Online group decisions, claim Sproull and Kiesler (1991), are unpredictable, unconventional, democratic, and less constrained by high-status members. In the absence of modifying nonverbal and nonvocal cues, individual influence on group processes is more equitable. One participant, for example, had no hesitation in expressing disapproval when she considered one of the coordinators out of line:

CM: Sorry, Sheizaf, I consider this to be a flame. Maybe these questions are irrelevant to you, and maybe they're not the main focus of study right now on ProjectH, but they're pretty relevant to me, and evidently of some interest to others on this list. (Marmell, 1993a)

SR: So why are your opinions a `qualitative discussion', even if they involve me personally and critically, while my opinions, naming no names, are a flame? (Rafaeli, 1993)

CM: It's not my opinion that's qualitative per se, it was the discussion generated on the list ... I had a real visceral reaction to your comments, and thought you needed to hear what they sounded like. (Marmell, 1993b)

There is less emotional and social cost when face-to-face confrontation is remote or non-existent. The consequence of uninhibited behaviour is not necessarily negative; in fact, we found the equalising effect beneficial:

There is a sense of cohesiveness with ProjectH exchanges that I don't apprehend on lists. A primary difference comes in not feeling the need to engage in self-credentialing (this-is-who-I-am) statements ... ProjectH's goals clarify members' purposiveness and contribute structure (vis-a-vis expectations, ongoing tasks, etc.) to their relationship in ways that less well defined groups may not achieve. (Mabry, 1993b)

__Entries__:
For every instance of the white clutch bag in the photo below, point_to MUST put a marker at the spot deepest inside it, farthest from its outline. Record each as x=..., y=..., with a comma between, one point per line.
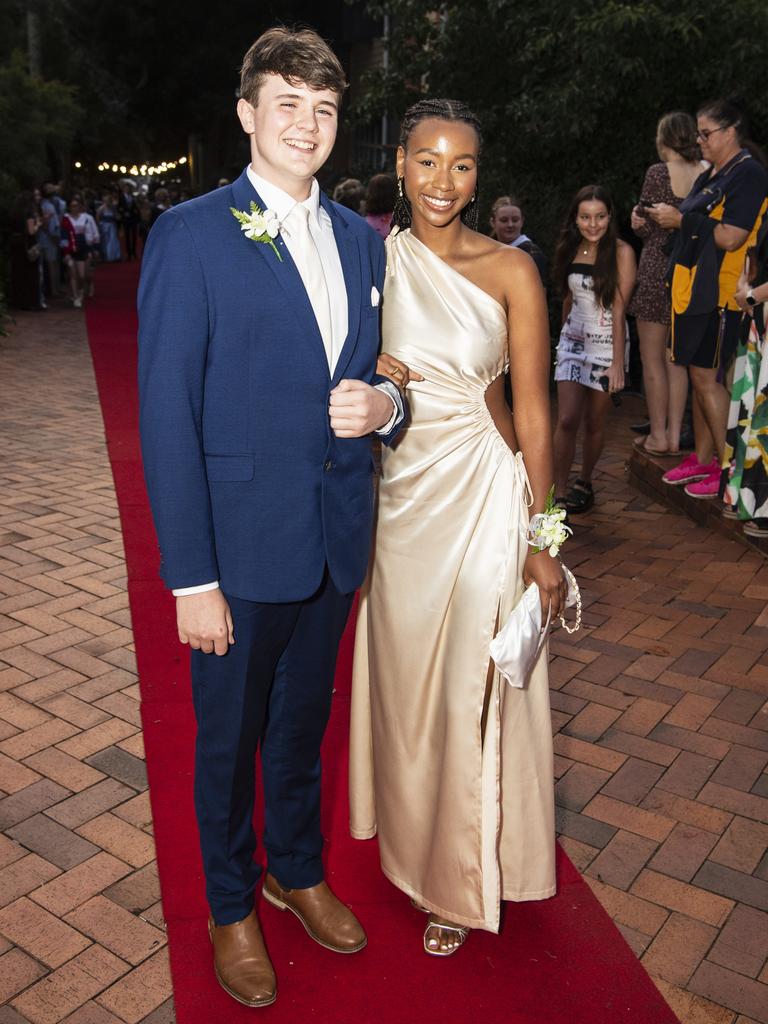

...

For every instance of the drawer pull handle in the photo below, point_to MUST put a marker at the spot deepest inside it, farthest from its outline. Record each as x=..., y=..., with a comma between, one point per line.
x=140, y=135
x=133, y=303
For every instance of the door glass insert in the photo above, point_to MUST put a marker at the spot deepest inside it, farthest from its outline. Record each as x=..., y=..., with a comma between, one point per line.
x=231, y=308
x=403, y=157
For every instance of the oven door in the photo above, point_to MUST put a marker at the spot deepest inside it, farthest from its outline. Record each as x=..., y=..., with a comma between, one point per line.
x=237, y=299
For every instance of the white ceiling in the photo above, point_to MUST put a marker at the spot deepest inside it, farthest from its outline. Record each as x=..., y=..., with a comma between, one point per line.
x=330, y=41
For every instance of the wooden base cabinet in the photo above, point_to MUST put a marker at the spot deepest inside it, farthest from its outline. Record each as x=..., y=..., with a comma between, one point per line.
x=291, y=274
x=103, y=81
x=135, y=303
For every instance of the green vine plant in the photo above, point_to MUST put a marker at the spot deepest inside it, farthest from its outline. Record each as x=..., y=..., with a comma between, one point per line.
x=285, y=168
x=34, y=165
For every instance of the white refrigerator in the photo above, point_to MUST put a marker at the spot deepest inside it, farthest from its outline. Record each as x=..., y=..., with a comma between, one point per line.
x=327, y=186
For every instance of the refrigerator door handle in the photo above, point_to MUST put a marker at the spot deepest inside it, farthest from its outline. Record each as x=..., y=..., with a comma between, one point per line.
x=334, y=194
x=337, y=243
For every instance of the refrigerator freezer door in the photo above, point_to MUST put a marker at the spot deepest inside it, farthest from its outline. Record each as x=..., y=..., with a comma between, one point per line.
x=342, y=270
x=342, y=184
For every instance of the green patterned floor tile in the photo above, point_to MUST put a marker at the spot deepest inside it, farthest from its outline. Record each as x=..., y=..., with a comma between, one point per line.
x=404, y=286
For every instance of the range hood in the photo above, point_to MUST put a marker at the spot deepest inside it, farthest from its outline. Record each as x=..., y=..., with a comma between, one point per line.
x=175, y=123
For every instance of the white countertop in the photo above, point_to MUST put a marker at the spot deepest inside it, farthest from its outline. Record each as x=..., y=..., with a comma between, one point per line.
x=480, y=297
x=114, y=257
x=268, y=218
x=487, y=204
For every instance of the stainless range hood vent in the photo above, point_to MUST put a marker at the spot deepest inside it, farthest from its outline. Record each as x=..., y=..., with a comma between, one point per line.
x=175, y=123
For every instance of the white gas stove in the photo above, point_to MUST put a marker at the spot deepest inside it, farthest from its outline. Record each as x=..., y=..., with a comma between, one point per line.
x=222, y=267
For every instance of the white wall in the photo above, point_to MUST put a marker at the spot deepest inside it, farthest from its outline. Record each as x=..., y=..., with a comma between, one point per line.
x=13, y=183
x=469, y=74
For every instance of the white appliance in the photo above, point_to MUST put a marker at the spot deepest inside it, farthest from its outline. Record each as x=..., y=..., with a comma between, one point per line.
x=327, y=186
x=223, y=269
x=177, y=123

==

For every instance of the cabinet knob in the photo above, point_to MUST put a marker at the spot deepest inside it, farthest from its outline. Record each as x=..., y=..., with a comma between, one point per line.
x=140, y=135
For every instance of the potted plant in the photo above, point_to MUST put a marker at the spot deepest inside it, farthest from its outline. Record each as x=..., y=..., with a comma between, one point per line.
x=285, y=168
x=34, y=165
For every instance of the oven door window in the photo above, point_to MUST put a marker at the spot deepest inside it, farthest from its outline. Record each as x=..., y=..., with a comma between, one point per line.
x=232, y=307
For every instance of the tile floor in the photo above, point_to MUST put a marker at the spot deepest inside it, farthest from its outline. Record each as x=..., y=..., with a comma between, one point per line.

__List of tasks__:
**a)** In the passage on online group decisions, what does Mabry name as a primary difference between ProjectH exchanges and lists?
**b)** Return the part of the passage on online group decisions from "CM: Sorry, Sheizaf, I" to "like. (Marmell, 1993b)", copied word for word.
The records have no connection to the passage on online group decisions.

__Answers by task__:
**a)** Not feeling the need to engage in self-credentialing (this-is-who-I-am) statements.

**b)**
CM: Sorry, Sheizaf, I consider this to be a flame. Maybe these questions are irrelevant to you, and maybe they're not the main focus of study right now on ProjectH, but they're pretty relevant to me, and evidently of some interest to others on this list. (Marmell, 1993a)

SR: So why are your opinions a `qualitative discussion', even if they involve me personally and critically, while my opinions, naming no names, are a flame? (Rafaeli, 1993)

CM: It's not my opinion that's qualitative per se, it was the discussion generated on the list ... I had a real visceral reaction to your comments, and thought you needed to hear what they sounded like. (Marmell, 1993b)